• _What you need to do_
Go to the line that contains "Note to the class: point out the concrete" and extract it along with every line after it, exactly, through the end of the data below.

• _Source records_
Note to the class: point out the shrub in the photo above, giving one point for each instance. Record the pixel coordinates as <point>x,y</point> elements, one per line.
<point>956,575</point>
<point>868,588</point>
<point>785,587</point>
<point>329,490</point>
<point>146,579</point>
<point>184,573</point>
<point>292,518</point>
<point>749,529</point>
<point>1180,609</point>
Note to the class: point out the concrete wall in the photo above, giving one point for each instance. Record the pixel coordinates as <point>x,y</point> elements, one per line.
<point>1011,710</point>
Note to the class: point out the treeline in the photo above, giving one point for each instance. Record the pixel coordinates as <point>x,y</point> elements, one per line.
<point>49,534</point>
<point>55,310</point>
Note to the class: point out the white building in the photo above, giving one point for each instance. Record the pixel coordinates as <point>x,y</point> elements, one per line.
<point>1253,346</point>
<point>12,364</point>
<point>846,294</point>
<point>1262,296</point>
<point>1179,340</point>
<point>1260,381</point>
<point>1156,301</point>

• _Task result_
Note to the class: point out the concrete wall in the photo above, giving one point for each instance. Record the pixel coordinates as <point>x,y</point> elements, one per line.
<point>1011,710</point>
Note to the class: point out the treeline in the photo above, giving one point for each instance. Record the pixel coordinates as <point>x,y</point> elements, one per line.
<point>49,534</point>
<point>55,310</point>
Note to the class: point out the white building in the photo above, giving one point for each instance. Record the pixel coordinates as <point>x,y</point> elements, one per line.
<point>1253,346</point>
<point>12,364</point>
<point>846,294</point>
<point>1262,296</point>
<point>1179,340</point>
<point>1260,381</point>
<point>1156,301</point>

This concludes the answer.